_Instructions for the task_
Reproduce the items word for word, from where they begin through the line containing "pixel 269 266", inclusive. Leave the pictures out.

_Material for this exercise_
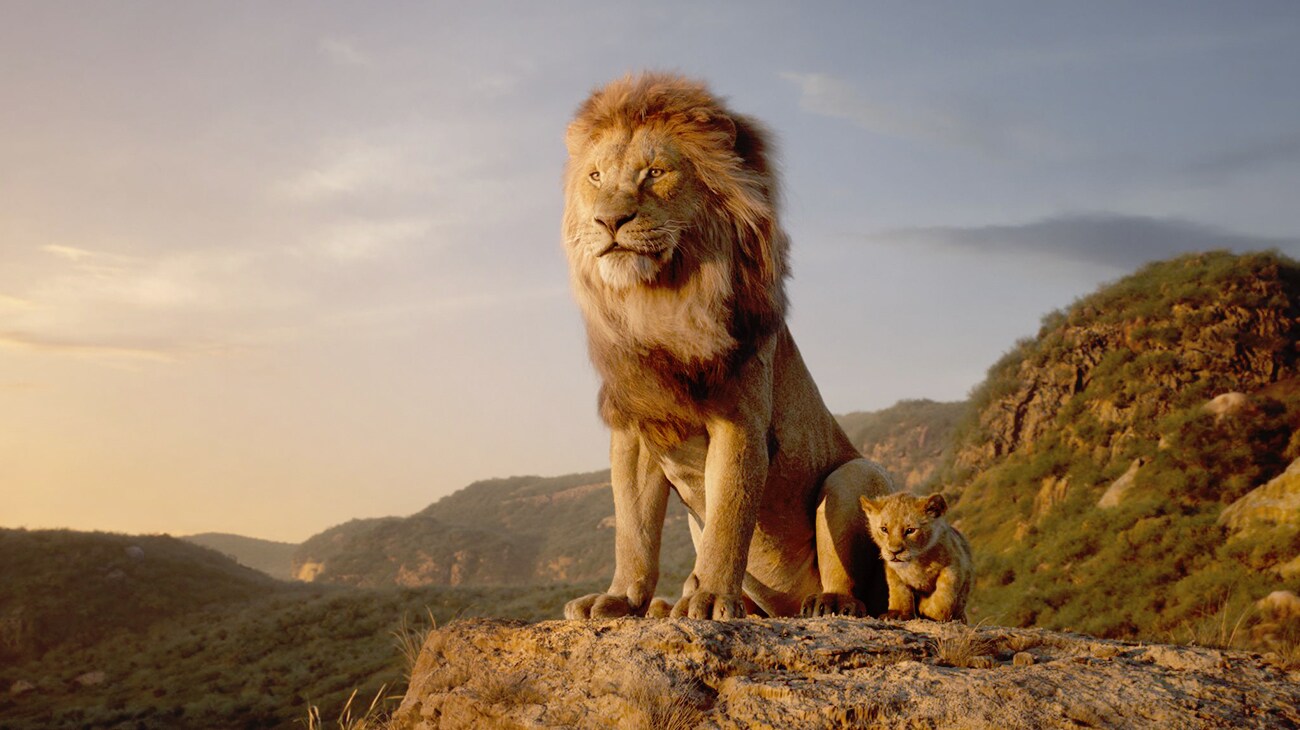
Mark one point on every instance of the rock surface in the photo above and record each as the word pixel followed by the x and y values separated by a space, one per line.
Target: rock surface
pixel 1274 503
pixel 828 673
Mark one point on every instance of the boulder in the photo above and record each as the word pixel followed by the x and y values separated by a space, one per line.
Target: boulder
pixel 828 673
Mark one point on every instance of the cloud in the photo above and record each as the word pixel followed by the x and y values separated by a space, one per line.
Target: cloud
pixel 368 238
pixel 828 96
pixel 157 351
pixel 343 52
pixel 1248 157
pixel 1106 239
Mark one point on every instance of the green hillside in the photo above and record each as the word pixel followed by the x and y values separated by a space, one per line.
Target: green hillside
pixel 272 557
pixel 1117 386
pixel 521 530
pixel 76 589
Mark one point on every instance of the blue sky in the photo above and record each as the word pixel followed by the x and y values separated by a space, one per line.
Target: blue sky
pixel 269 266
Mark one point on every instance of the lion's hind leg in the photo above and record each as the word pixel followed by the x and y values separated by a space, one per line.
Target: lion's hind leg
pixel 849 565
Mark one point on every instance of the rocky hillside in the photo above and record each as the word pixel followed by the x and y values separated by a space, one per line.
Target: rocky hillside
pixel 63 587
pixel 272 557
pixel 909 438
pixel 560 529
pixel 830 673
pixel 1096 464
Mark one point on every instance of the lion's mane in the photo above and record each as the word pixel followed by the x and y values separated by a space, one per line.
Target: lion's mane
pixel 649 386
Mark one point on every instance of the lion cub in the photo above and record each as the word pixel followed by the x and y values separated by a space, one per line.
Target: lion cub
pixel 927 561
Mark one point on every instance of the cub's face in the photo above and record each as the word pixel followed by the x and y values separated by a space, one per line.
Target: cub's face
pixel 904 525
pixel 629 196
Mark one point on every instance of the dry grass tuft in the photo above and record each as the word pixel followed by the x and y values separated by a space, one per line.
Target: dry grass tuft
pixel 410 639
pixel 375 717
pixel 657 705
pixel 965 648
pixel 511 689
pixel 1017 643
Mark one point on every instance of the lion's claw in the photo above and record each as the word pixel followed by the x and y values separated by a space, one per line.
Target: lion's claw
pixel 703 604
pixel 832 604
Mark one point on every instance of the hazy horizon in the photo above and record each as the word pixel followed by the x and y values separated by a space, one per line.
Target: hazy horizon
pixel 269 268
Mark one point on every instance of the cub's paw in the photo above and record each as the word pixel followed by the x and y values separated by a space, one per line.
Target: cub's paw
pixel 598 605
pixel 703 604
pixel 832 604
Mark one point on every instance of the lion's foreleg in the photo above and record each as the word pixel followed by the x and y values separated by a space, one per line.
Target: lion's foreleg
pixel 640 503
pixel 735 478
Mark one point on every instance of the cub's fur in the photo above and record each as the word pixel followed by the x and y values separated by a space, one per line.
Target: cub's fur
pixel 927 561
pixel 679 264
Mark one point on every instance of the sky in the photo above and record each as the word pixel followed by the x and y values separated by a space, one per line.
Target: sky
pixel 271 266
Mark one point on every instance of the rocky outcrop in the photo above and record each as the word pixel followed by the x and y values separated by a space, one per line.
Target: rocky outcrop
pixel 828 673
pixel 1274 503
pixel 1117 490
pixel 908 439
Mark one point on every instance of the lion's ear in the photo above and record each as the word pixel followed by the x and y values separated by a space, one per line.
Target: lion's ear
pixel 718 124
pixel 576 138
pixel 935 505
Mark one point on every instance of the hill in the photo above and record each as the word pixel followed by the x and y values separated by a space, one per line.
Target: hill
pixel 152 631
pixel 76 589
pixel 272 557
pixel 499 531
pixel 1095 463
pixel 909 438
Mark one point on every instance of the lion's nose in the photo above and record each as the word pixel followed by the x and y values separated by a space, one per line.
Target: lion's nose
pixel 614 221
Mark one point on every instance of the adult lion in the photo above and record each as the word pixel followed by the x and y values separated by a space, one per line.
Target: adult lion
pixel 679 265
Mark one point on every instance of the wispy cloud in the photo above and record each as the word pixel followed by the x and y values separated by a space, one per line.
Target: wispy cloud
pixel 1248 157
pixel 830 96
pixel 362 239
pixel 1105 239
pixel 343 52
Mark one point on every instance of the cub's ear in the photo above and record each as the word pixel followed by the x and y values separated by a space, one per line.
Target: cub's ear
pixel 935 505
pixel 869 507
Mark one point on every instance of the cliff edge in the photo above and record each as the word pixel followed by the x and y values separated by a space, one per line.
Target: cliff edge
pixel 830 673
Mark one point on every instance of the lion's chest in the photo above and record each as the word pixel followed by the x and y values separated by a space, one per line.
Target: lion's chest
pixel 684 466
pixel 690 322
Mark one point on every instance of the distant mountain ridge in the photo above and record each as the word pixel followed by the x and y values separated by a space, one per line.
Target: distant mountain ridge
pixel 272 557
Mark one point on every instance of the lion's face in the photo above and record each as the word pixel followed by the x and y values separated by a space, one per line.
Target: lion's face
pixel 902 525
pixel 632 196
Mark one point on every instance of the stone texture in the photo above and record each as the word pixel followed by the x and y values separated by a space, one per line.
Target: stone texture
pixel 1274 503
pixel 1117 490
pixel 828 673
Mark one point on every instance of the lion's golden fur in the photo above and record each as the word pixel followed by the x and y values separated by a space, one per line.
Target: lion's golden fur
pixel 679 265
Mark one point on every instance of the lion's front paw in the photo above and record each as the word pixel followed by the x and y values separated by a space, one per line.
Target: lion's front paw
pixel 598 605
pixel 703 604
pixel 832 604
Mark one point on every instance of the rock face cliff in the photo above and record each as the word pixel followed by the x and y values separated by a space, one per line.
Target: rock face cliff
pixel 828 673
pixel 1092 466
pixel 1101 374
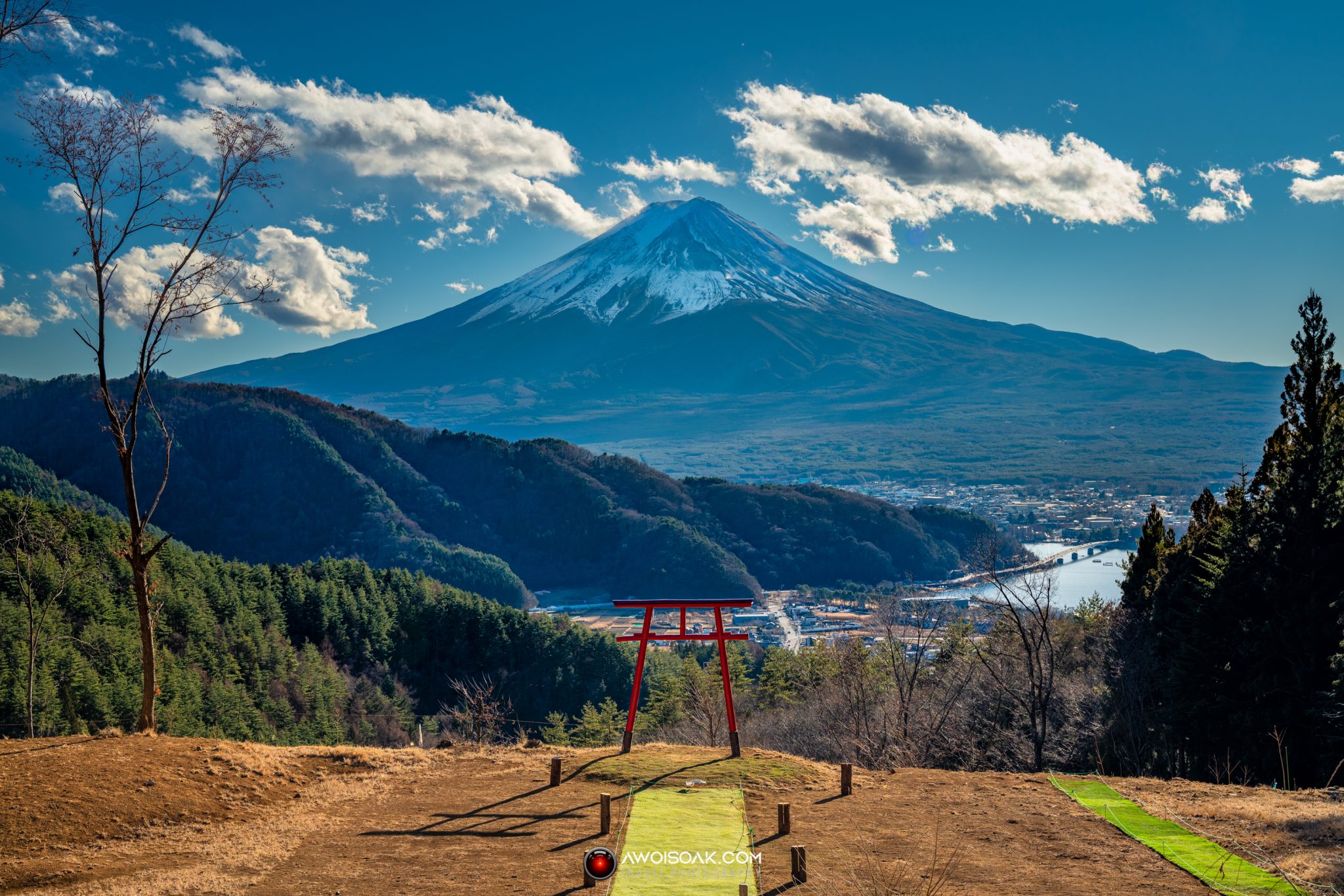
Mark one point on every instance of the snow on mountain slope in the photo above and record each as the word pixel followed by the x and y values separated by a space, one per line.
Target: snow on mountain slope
pixel 671 260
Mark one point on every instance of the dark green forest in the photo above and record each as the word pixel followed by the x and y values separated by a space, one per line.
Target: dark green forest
pixel 323 652
pixel 1228 660
pixel 272 476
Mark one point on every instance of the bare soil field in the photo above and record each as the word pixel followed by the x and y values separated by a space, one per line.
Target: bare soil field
pixel 79 816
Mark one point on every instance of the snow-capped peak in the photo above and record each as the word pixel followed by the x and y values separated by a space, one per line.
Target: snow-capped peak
pixel 671 260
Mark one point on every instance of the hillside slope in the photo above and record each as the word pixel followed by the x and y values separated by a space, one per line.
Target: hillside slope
pixel 274 476
pixel 704 344
pixel 326 652
pixel 226 817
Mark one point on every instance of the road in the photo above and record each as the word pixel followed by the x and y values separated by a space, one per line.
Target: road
pixel 971 578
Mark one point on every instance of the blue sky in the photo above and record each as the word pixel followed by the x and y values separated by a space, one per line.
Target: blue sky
pixel 467 146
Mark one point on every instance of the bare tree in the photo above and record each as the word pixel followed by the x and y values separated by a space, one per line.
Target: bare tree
pixel 1020 652
pixel 125 187
pixel 24 23
pixel 480 712
pixel 913 632
pixel 42 561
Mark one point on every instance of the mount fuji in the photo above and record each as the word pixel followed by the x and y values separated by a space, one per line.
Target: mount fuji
pixel 702 343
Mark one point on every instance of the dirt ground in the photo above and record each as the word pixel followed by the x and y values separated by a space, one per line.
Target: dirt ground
pixel 79 816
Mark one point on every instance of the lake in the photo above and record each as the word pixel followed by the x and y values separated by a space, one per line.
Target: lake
pixel 1077 579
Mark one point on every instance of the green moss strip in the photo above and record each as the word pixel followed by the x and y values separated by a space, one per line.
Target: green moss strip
pixel 1203 859
pixel 686 843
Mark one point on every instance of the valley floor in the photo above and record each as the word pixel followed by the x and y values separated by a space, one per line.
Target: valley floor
pixel 79 815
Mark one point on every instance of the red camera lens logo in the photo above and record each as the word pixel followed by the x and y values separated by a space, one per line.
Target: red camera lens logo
pixel 600 863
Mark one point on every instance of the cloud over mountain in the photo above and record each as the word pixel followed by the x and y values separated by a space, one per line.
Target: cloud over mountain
pixel 891 163
pixel 476 156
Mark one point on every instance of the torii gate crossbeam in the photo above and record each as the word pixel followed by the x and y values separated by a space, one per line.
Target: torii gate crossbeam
pixel 719 634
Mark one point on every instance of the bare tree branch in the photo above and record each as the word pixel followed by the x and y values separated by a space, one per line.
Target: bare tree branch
pixel 125 183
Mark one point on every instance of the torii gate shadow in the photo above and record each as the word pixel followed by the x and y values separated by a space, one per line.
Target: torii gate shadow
pixel 527 820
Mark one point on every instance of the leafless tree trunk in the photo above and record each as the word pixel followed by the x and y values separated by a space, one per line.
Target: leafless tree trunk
pixel 43 563
pixel 1020 655
pixel 24 23
pixel 479 710
pixel 124 184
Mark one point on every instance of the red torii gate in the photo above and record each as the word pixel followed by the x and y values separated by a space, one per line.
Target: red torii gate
pixel 718 634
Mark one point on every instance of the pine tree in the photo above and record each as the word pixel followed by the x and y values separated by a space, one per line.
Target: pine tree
pixel 1299 493
pixel 1144 567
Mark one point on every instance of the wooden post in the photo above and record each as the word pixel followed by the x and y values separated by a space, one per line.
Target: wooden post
pixel 799 859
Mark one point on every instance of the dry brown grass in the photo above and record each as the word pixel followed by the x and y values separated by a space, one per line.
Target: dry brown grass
pixel 1300 832
pixel 217 816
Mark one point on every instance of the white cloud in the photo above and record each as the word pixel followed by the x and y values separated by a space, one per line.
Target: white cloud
pixel 57 310
pixel 201 190
pixel 16 320
pixel 64 197
pixel 133 285
pixel 890 163
pixel 314 284
pixel 203 42
pixel 1230 199
pixel 1304 167
pixel 444 235
pixel 1163 195
pixel 675 170
pixel 1158 171
pixel 479 155
pixel 314 225
pixel 370 211
pixel 432 211
pixel 1209 211
pixel 1327 190
pixel 93 35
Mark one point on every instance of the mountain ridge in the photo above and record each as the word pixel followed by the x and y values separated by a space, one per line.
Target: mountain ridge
pixel 707 346
pixel 273 476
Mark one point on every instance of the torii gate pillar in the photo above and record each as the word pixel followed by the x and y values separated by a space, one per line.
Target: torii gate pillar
pixel 719 634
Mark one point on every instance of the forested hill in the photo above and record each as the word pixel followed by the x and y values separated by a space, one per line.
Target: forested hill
pixel 273 476
pixel 327 652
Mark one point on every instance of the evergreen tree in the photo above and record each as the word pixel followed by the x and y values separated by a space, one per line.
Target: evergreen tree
pixel 1300 495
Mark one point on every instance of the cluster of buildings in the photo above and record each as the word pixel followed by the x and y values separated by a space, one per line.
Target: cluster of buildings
pixel 1093 510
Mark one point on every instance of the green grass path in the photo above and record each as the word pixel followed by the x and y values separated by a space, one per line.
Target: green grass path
pixel 1209 861
pixel 704 824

_Result_
Mark one point on every instance of the rock surface in the photo above and record each as the word pixel followed by the x and y values separated by a space, one per line.
Target: rock surface
pixel 1274 503
pixel 828 673
Mark one point on every instance of the boulder in the photo above and record each as the word pixel followed by the x and y values separated by a space, one per line.
Target: boulder
pixel 828 673
Mark one point on every instance of the cloud in the photo above and record each as the word pixel followed by the x and y values separated by a space, one per line.
Target: cloud
pixel 368 238
pixel 828 96
pixel 157 351
pixel 343 52
pixel 1248 157
pixel 1106 239
Mark one point on every instance of the green hillside in the photo above and record each as the word pixel followed by the x and y values separated by a space, one per line.
Target: green hillside
pixel 272 557
pixel 1117 386
pixel 521 530
pixel 76 589
Mark one point on every instance of the blue sky in the photo above and record each as the word pixel followed by the x and y values separated by a space, one per line.
Target: blue sky
pixel 269 266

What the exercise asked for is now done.